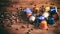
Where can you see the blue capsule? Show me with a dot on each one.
(27, 10)
(51, 20)
(53, 9)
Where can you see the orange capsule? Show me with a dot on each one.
(43, 24)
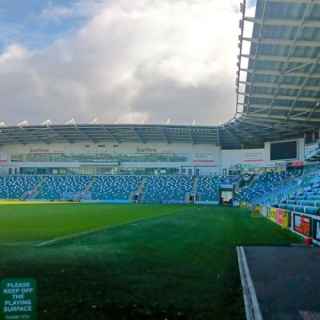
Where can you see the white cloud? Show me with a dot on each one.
(134, 61)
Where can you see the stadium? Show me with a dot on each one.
(154, 221)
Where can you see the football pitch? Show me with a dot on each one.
(97, 261)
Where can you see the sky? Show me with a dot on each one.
(118, 61)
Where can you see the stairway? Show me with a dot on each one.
(29, 195)
(86, 193)
(140, 191)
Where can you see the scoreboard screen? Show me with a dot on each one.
(283, 150)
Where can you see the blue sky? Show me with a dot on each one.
(37, 23)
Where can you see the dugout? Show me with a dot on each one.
(226, 193)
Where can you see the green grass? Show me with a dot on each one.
(40, 222)
(160, 259)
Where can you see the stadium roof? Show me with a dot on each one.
(278, 80)
(278, 89)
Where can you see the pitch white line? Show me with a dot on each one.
(252, 307)
(96, 230)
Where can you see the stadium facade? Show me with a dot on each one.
(277, 118)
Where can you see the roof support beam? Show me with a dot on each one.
(283, 42)
(269, 72)
(304, 60)
(261, 84)
(284, 22)
(165, 135)
(278, 108)
(278, 117)
(295, 1)
(279, 97)
(136, 131)
(110, 134)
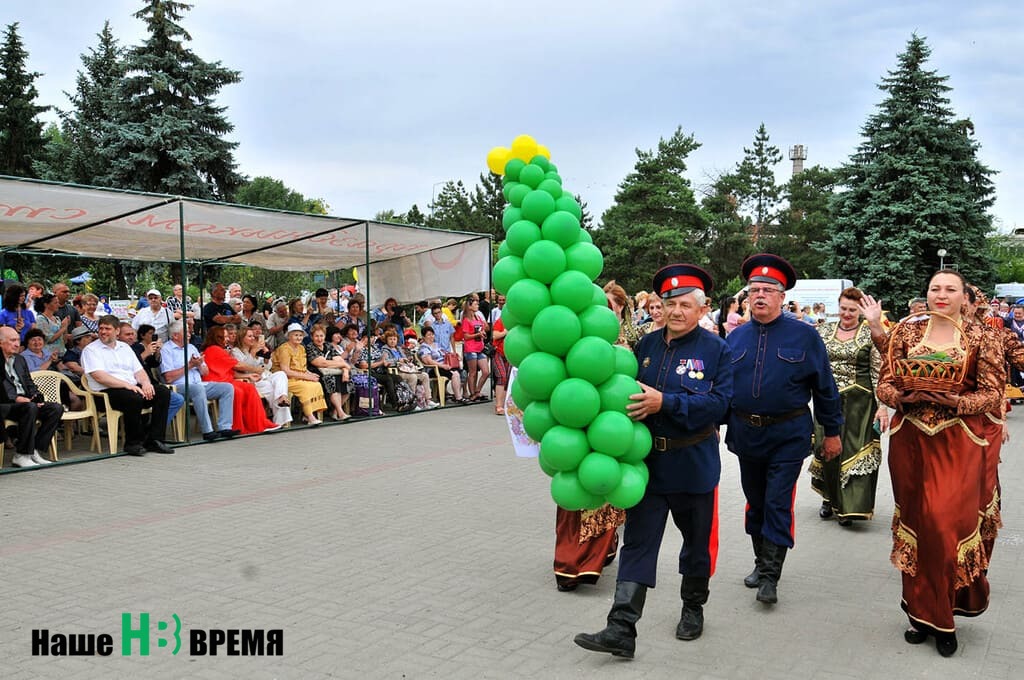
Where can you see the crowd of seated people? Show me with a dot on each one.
(251, 359)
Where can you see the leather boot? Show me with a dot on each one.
(619, 637)
(751, 581)
(772, 557)
(694, 592)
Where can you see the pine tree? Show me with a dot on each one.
(756, 176)
(74, 157)
(654, 219)
(166, 133)
(914, 185)
(22, 139)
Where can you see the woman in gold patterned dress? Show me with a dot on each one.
(847, 482)
(937, 465)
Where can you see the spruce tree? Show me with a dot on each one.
(166, 133)
(756, 186)
(74, 157)
(914, 185)
(22, 139)
(654, 220)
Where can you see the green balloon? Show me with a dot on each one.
(517, 194)
(642, 441)
(525, 298)
(513, 167)
(610, 432)
(562, 227)
(568, 494)
(520, 397)
(615, 392)
(537, 206)
(599, 322)
(591, 359)
(556, 329)
(518, 343)
(531, 175)
(584, 257)
(571, 289)
(507, 271)
(626, 362)
(630, 491)
(539, 375)
(599, 473)
(510, 216)
(551, 186)
(568, 204)
(537, 420)
(544, 260)
(521, 236)
(563, 448)
(574, 402)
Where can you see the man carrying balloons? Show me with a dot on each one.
(779, 364)
(686, 381)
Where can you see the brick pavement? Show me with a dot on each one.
(419, 547)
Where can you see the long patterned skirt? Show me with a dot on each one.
(938, 478)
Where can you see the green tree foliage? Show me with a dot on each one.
(22, 139)
(756, 186)
(166, 134)
(74, 156)
(802, 230)
(727, 234)
(913, 185)
(654, 219)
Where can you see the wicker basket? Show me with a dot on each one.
(929, 375)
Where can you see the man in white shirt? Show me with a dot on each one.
(172, 367)
(112, 367)
(156, 314)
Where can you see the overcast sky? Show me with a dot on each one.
(372, 105)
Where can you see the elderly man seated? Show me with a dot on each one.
(172, 366)
(22, 401)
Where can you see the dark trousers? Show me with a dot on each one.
(770, 487)
(694, 514)
(36, 425)
(131, 405)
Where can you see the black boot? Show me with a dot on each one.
(694, 594)
(619, 638)
(754, 577)
(772, 557)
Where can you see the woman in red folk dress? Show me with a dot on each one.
(937, 458)
(249, 416)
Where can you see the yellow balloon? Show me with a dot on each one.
(524, 147)
(497, 158)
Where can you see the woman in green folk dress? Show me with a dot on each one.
(848, 481)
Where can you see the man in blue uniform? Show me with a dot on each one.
(778, 365)
(687, 383)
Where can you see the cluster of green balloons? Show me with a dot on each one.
(572, 382)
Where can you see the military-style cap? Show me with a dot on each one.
(681, 279)
(768, 268)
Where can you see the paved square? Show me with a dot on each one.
(420, 547)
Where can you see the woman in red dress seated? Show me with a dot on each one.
(249, 416)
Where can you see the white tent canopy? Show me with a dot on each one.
(393, 260)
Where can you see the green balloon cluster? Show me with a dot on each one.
(572, 384)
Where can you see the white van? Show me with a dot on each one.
(809, 291)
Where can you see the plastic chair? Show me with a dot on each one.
(49, 383)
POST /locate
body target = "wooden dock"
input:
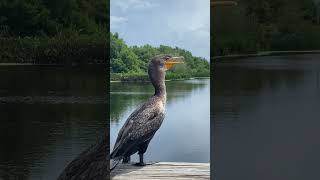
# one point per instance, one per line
(162, 170)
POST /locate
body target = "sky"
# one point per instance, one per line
(176, 23)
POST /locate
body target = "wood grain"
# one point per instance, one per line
(162, 170)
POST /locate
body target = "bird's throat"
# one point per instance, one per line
(160, 90)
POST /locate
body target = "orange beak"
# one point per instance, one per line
(173, 61)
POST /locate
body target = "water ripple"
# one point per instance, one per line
(53, 99)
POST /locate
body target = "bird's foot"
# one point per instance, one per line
(139, 164)
(144, 164)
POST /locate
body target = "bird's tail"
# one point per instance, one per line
(114, 163)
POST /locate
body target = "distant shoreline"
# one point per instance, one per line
(264, 53)
(182, 79)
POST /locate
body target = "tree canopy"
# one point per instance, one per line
(49, 17)
(266, 25)
(126, 59)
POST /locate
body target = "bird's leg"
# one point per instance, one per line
(126, 160)
(141, 163)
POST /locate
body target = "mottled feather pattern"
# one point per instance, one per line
(140, 126)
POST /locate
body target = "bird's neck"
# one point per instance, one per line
(160, 89)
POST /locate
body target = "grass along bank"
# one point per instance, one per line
(140, 77)
(67, 47)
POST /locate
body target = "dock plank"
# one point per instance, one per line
(162, 170)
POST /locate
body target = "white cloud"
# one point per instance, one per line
(117, 21)
(124, 5)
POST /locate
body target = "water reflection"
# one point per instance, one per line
(184, 135)
(48, 116)
(266, 118)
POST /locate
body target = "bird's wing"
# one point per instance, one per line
(139, 127)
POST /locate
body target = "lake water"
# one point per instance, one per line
(267, 118)
(185, 133)
(48, 116)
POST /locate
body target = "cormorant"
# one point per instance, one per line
(142, 124)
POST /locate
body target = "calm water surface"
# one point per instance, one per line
(48, 116)
(185, 132)
(267, 118)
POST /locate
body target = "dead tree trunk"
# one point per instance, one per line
(92, 164)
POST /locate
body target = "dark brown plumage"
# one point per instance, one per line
(143, 123)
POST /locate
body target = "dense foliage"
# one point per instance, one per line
(266, 25)
(53, 31)
(127, 62)
(50, 17)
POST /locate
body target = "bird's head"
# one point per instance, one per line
(164, 62)
(160, 64)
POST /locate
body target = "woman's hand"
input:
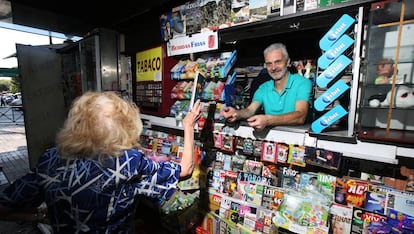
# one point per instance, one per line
(193, 115)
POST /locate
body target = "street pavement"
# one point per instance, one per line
(14, 161)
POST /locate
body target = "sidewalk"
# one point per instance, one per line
(14, 163)
(14, 160)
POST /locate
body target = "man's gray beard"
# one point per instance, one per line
(283, 74)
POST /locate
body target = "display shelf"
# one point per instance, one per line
(299, 135)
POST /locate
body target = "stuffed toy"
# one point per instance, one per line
(404, 98)
(385, 70)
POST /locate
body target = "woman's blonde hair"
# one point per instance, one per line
(99, 124)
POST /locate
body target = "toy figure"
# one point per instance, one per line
(404, 98)
(385, 70)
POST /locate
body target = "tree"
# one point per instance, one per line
(5, 85)
(15, 85)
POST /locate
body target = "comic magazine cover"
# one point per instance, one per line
(375, 199)
(250, 220)
(254, 193)
(219, 162)
(288, 178)
(322, 158)
(273, 7)
(272, 197)
(234, 215)
(241, 190)
(257, 148)
(217, 181)
(357, 224)
(214, 202)
(270, 171)
(401, 222)
(308, 181)
(227, 162)
(264, 220)
(215, 14)
(258, 10)
(238, 162)
(251, 177)
(340, 219)
(355, 192)
(372, 178)
(192, 17)
(252, 166)
(340, 191)
(326, 185)
(269, 149)
(230, 182)
(374, 222)
(225, 207)
(240, 12)
(282, 152)
(248, 146)
(400, 201)
(242, 210)
(297, 155)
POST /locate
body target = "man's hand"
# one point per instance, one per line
(258, 122)
(229, 113)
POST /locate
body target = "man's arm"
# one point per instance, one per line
(296, 117)
(292, 118)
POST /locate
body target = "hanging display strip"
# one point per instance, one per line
(336, 31)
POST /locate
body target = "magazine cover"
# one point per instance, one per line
(197, 90)
(165, 26)
(322, 158)
(297, 155)
(251, 177)
(340, 219)
(355, 192)
(257, 148)
(264, 220)
(401, 222)
(258, 10)
(375, 200)
(254, 193)
(238, 162)
(272, 197)
(288, 178)
(326, 185)
(273, 7)
(230, 182)
(225, 207)
(270, 171)
(374, 222)
(192, 17)
(227, 162)
(400, 201)
(288, 7)
(269, 149)
(282, 152)
(252, 166)
(240, 12)
(340, 191)
(214, 202)
(308, 182)
(219, 162)
(357, 225)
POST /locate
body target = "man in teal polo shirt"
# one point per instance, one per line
(285, 98)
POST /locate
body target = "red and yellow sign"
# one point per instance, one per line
(149, 65)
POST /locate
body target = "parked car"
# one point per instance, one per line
(17, 103)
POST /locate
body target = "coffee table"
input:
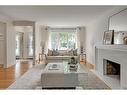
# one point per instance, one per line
(61, 77)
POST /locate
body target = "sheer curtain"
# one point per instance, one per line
(78, 33)
(80, 38)
(57, 34)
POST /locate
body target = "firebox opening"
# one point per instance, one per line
(111, 68)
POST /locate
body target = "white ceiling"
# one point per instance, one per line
(56, 15)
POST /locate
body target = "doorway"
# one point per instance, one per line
(24, 42)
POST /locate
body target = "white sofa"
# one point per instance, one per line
(63, 55)
(59, 58)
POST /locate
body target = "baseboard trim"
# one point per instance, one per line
(89, 65)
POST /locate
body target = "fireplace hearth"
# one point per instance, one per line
(111, 68)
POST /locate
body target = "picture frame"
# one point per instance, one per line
(108, 37)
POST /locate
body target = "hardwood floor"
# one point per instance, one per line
(9, 75)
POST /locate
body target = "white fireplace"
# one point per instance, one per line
(113, 54)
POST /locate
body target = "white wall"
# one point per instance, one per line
(9, 43)
(2, 43)
(94, 33)
(41, 36)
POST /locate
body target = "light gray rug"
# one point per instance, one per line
(32, 80)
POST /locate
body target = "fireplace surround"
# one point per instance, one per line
(113, 53)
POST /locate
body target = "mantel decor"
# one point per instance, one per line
(108, 37)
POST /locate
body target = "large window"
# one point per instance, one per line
(63, 40)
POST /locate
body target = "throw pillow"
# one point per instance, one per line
(50, 52)
(75, 52)
(70, 52)
(55, 52)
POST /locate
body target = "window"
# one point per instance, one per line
(62, 40)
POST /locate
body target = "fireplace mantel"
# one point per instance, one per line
(115, 53)
(112, 47)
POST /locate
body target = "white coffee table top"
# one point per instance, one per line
(58, 69)
(62, 68)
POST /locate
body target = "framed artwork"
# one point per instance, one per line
(108, 37)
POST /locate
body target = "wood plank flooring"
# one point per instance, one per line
(9, 75)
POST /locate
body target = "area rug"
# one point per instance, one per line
(32, 80)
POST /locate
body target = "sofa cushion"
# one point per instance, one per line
(50, 52)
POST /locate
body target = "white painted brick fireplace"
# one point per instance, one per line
(115, 53)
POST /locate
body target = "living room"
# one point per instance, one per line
(60, 33)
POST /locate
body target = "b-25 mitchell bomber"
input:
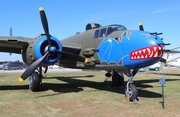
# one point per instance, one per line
(112, 48)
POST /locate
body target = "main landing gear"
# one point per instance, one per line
(35, 80)
(131, 91)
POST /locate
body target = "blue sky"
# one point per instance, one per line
(65, 18)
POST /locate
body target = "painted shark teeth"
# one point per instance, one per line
(146, 53)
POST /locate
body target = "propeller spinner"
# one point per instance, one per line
(51, 50)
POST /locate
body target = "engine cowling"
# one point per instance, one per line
(38, 47)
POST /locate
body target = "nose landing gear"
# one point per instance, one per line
(131, 91)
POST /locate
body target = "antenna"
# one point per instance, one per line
(10, 31)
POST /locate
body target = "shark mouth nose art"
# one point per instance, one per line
(146, 53)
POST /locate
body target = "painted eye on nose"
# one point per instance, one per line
(147, 35)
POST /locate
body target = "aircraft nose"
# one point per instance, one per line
(146, 53)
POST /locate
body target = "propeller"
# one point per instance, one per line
(141, 27)
(51, 49)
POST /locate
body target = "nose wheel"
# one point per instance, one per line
(131, 91)
(35, 80)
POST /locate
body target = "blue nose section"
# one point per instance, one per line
(52, 49)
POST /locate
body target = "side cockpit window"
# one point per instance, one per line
(108, 30)
(100, 33)
(96, 34)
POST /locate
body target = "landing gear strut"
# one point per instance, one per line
(35, 80)
(131, 91)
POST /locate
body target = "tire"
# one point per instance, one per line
(133, 92)
(34, 82)
(117, 79)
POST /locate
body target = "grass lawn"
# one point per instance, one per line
(85, 94)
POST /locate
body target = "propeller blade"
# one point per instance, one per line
(171, 51)
(45, 24)
(73, 56)
(141, 27)
(32, 68)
#####
Task prompt:
Going through the material, find each line with the string "propeller". Then state only how many there are.

Solution:
3